WORK TO BE COMPLETED -> Your task is to write out the complete listing exactly as it is shown.

start

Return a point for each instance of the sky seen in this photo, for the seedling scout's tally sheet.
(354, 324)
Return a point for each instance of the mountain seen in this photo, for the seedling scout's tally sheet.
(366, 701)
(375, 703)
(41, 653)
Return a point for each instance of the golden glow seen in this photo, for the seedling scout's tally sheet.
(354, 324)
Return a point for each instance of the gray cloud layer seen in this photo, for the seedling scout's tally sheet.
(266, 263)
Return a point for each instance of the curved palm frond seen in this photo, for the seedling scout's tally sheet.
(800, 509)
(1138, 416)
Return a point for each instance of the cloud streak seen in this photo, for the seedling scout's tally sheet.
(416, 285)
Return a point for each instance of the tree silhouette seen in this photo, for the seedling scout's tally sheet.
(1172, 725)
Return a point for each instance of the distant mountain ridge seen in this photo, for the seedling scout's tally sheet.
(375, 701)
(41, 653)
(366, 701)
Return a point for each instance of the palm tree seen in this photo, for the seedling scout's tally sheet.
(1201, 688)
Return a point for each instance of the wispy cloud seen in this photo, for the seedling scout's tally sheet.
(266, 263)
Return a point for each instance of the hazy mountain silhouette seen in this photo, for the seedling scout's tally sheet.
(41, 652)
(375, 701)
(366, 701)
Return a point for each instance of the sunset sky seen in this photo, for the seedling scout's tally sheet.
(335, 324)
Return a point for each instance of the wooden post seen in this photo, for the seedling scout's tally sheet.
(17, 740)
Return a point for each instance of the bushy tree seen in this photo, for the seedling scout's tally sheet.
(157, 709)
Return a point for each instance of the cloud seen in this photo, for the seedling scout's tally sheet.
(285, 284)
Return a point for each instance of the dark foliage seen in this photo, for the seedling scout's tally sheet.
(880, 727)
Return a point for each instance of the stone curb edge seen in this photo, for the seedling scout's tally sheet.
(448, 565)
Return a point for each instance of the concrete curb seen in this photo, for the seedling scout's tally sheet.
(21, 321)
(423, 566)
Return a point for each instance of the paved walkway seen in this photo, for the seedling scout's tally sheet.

end

RESPONSE FOR THIS EXERCISE ->
Return a point for each instance of the sky seen in this photo, for the seedling scout's tally sheet.
(354, 324)
Return a point for each instance of the mountain seen in this photo, for the seedling scout's tally sheet.
(366, 701)
(375, 703)
(41, 653)
Return a point for each instance of the golden glow seen in this photo, for the seedling scout's tally sheet.
(354, 324)
Return a point for each instance of the gray cloud layer seen in this photo, for the seedling scout's tally sheet.
(266, 263)
Return a point for each instance of the curved palm frond seen in this photo, for the seedling scout's tally sheet.
(800, 509)
(1138, 416)
Return a point for each instance of the cloud streak seen in this photo, for the seedling scout's tally sheet.
(416, 285)
Return a point for each instance of the tree silhouette seen in this photo, for the seedling scout's tally sheet.
(1172, 725)
Return a point for each instance of the distant mountain ridge seen in this photo, for the seedling scout's tally sheet.
(375, 701)
(41, 653)
(366, 701)
Return a point for each instance of the palm tree seen in this photo, for the seedling scout's tally sheet.
(1201, 688)
Return a point for each instance of the wispy cloud seen in this photo, for the seedling scout's tally sheet.
(266, 263)
Return a point for each instance of the hazy mountain silhouette seen in this photo, for the seedling scout's tally sheet.
(41, 652)
(375, 701)
(366, 701)
Return a point for each instance of the sunset sky seen in this photo, for the seedling scout's tally sheet.
(335, 324)
Return a point for each instance of the wooden post seen in this photo, for the seedling scout's tally sheet.
(17, 740)
Return a point for each instance of the bushy tree seen in this photo, for the seedling scout's tally sheet.
(157, 709)
Return a point for each instance of the cloud seen in this photo, for the seedling scout's tally sheet.
(285, 284)
Return a point for each instance of the dark foliage seen in this photo, for the seedling scout's tally sheet.
(880, 727)
Return a point for each instance of the stone curb edge seen in this photo, for the seedling scout's tally sheet.
(448, 565)
Return a point for each instance of the concrete curb seen in this photo, for the seedling scout's tally sheet.
(21, 321)
(423, 566)
Return a point for each instance of the paved walkway seen in this photo, for the seedling scout's tally sheet.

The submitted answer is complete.